-- start of Extract provided --

Lower consents under the WFD mean that phosphorus removal is at the forefront for many wastewater utilities at the moment, with several treatment technologies being trialled.

Phosphorus removal is near the top of the list of concerns for most UK wastewater utilities at the moment, thanks to the requirements of the Water Framework Directive. Reaching ‘good’ ecological standard in the country’s watercourses, as demanded by the WFD, will require wastewater treatment works large and small to achieve stricter consent limits. Typical consents of between 0.1 mg/l (for large wastewater treatment works) and 0.5 mg/l (for small sites) are set to be imposed, posing a significant challenge across the board.

Unlike some other substances controlled under the WFD, phosphorus (P) is predominantly the water industry’s problem, with discharges from treated wastewater and industrial effluent streams the primary cause of rivers and waterways failing to meet standards. Furthermore, phosphorus pollution – which causes rivers to go green, in an effect known as eutrophication – is particularly noticeable by the public, giving customers a negative image of how water companies are treating the environment.

Even when it is removed from wastewater as part of a modified activated sludge process, phosphorus-heavy sludge liquors can cause rock-like struvite to form, leading to a particular maintenance headache at larger treatment plants with anaerobic digesters (see box).

It’s no wonder therefore that water and sewerage companies are making P removal a priority, with most planning to invest significant sums in it in AMP6. Severn Trent, for example, is spending £120 million on additional P removal in AMP6. The WFD will mean that utilities are typically facing consents at a host of smaller works where phosphorus has not been considered an issue before: Scottish Water, for example, is in line to have phosphorus consents at 120 sites under the WFD. Currently, it has consents at 92 sites and only 47 of these have required a permanent solution to be in place (in the form of chemical dosing) to meet that consent.

The problem for the industry is that the current standard response of chemical dosing, typically using ferric sulphate, is both inadequate – in that it cannot achieve the low levels of P required – and too expensive and resource-intensive to roll out to large numbers of smaller treatment sites, many of which are unmanned.

Water companies have various tools at their disposal for improving dosing performance, such as using more efficient dosing pumps or using alternative chemicals like aluminium sulphate, but there is little confidence that these can achieve the step change required.

-- end of Extract provided --

**Stated task 1**
In the listing, substitute "saloon" for "sedan" in the lines starting at the one containing "Would you kindly put a point on the dark" and ending at the one containing "point(1114, 619)". Give back only those lines.
The listing has no connection to the article on phosphorus removal.

-- start of Stored data --

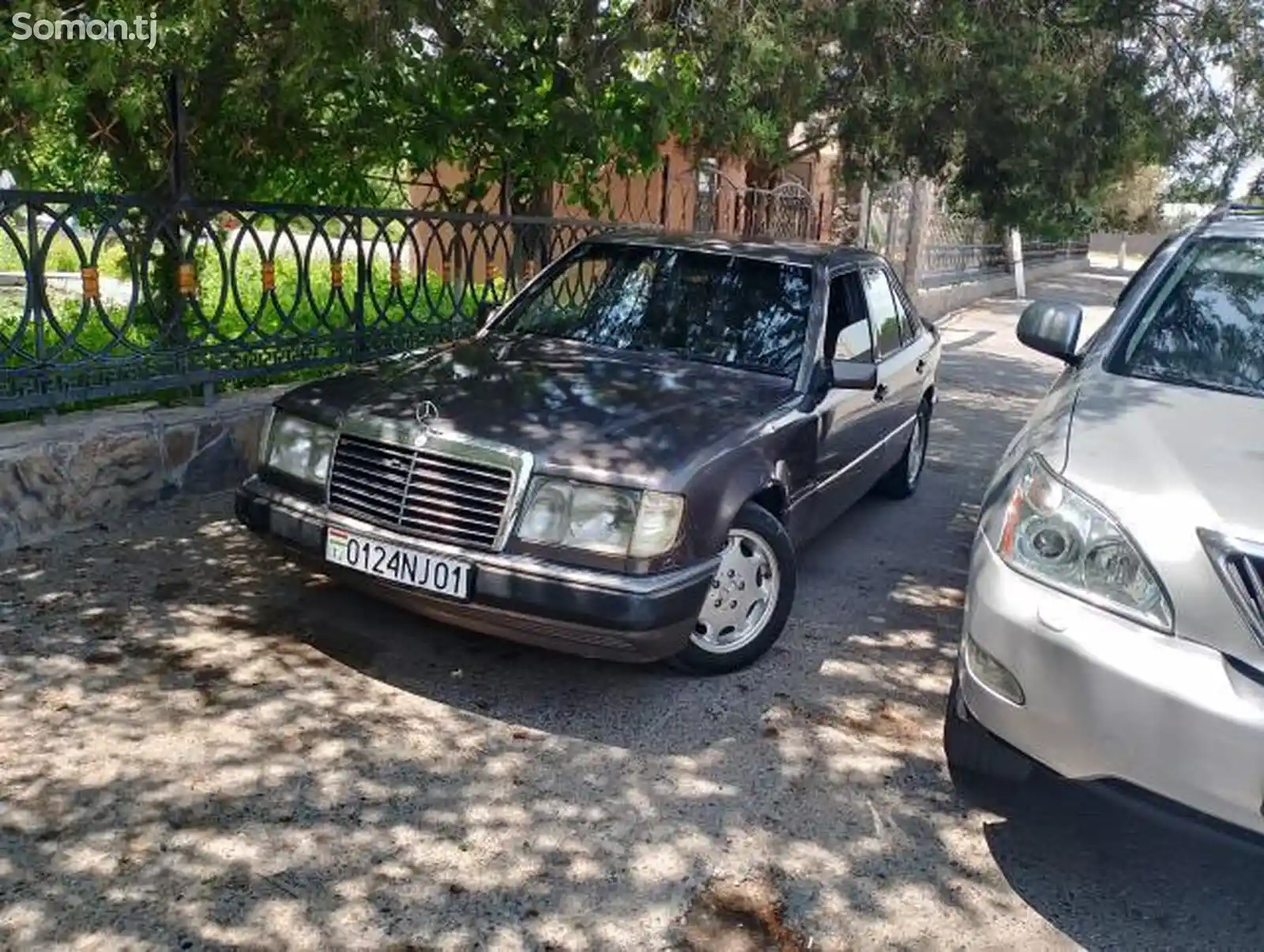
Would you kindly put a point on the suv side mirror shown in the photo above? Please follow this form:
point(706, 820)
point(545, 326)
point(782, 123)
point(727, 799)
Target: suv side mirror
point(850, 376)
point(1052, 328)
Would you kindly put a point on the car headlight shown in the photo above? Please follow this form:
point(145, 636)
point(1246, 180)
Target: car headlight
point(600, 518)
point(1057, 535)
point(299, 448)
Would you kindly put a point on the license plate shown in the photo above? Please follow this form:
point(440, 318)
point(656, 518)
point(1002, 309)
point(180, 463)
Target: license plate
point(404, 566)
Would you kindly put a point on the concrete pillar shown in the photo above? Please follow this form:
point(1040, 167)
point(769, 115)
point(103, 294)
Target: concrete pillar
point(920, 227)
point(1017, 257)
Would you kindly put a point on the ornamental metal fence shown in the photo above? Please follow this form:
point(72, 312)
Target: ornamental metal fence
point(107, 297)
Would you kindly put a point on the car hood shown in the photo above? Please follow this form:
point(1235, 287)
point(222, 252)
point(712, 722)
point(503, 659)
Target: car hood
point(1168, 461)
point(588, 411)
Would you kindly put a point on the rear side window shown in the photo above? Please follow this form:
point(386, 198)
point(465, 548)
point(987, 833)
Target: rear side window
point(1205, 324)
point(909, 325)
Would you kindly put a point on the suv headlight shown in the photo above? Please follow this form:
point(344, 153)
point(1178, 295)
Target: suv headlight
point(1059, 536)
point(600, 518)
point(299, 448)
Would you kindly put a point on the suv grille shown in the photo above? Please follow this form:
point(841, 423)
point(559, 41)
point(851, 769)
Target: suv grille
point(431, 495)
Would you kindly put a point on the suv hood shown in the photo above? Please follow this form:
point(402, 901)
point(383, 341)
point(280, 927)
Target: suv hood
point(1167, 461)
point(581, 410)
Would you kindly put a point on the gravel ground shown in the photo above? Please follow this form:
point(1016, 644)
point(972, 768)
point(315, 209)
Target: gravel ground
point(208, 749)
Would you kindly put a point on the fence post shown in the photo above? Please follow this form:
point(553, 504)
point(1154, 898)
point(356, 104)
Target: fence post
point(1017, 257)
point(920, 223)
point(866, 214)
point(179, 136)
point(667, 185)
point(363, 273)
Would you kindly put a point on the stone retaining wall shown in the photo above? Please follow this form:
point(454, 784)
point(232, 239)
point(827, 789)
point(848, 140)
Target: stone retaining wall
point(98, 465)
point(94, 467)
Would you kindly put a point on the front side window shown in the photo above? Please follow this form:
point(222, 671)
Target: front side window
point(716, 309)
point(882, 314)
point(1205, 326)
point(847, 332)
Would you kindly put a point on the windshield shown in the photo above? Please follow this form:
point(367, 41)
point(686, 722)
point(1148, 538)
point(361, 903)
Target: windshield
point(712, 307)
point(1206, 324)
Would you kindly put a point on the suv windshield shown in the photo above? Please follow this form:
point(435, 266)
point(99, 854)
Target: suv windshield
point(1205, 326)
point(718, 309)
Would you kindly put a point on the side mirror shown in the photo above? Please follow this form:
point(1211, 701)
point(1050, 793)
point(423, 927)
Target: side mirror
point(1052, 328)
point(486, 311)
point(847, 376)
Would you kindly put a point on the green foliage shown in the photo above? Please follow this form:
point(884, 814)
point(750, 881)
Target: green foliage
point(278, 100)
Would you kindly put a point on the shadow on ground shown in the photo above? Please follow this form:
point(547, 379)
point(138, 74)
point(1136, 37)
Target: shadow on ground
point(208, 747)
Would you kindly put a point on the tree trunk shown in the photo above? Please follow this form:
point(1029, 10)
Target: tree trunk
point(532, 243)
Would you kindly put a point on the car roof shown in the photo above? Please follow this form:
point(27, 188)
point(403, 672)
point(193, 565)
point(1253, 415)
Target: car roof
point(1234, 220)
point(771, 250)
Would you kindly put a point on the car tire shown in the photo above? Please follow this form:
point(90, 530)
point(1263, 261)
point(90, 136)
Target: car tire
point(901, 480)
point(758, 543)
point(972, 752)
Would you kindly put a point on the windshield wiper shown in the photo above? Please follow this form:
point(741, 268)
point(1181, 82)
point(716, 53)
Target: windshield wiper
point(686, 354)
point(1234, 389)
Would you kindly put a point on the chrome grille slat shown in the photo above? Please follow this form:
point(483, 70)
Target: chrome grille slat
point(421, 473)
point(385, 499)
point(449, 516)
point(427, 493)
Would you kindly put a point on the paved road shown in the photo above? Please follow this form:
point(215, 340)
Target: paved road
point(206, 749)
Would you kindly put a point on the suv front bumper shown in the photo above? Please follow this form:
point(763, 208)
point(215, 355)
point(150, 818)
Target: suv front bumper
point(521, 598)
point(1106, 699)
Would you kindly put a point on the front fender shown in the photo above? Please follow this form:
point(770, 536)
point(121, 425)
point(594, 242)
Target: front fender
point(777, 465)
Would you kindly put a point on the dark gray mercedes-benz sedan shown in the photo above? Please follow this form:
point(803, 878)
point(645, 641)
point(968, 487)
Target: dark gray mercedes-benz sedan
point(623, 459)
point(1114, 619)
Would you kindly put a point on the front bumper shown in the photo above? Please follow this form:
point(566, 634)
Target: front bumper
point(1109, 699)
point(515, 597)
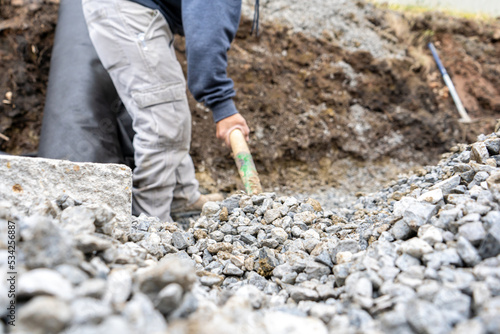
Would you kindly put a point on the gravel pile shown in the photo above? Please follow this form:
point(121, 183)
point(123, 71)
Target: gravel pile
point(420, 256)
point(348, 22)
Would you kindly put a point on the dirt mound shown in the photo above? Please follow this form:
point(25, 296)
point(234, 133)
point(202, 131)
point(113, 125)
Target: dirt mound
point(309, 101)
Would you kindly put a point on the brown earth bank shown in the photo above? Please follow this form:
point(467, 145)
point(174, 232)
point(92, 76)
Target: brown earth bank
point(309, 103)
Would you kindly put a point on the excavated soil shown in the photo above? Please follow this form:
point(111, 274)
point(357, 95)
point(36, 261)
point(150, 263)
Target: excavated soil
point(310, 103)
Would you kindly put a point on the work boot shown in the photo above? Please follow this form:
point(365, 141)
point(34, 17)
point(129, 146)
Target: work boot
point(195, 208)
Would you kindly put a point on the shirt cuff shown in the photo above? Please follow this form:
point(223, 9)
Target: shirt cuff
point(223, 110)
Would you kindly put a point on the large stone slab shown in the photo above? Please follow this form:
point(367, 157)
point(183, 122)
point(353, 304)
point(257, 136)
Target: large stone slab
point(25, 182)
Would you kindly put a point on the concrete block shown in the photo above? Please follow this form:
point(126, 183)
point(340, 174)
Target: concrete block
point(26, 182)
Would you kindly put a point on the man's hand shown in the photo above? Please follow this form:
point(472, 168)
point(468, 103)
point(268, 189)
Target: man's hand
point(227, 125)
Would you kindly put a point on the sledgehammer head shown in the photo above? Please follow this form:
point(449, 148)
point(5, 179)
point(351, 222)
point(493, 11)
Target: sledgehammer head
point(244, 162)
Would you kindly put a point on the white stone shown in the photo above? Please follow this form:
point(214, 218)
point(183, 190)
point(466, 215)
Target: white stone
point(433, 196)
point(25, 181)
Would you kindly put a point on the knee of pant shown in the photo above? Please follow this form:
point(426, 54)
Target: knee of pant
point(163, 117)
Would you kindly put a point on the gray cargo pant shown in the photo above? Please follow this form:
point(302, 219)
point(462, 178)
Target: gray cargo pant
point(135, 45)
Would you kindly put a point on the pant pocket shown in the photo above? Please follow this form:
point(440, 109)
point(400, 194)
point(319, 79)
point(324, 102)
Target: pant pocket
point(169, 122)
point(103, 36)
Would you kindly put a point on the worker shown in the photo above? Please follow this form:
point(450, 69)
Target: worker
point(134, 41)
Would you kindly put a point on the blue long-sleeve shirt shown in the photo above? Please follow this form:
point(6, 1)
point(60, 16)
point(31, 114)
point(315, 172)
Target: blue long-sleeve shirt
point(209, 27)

-- end of Stored data --

**Stated task 2**
Name every chemical substance mentioned in the article on phosphorus removal.

**Full solution 1**
Would you kindly put a point on the dark gray mercedes-benz saloon shown in the photo above? Please follow this form:
point(803, 878)
point(645, 641)
point(968, 487)
Target: dark gray mercedes-benz saloon
point(623, 459)
point(1114, 619)

**Full solution 2**
phosphorus, struvite, ferric sulphate, aluminium sulphate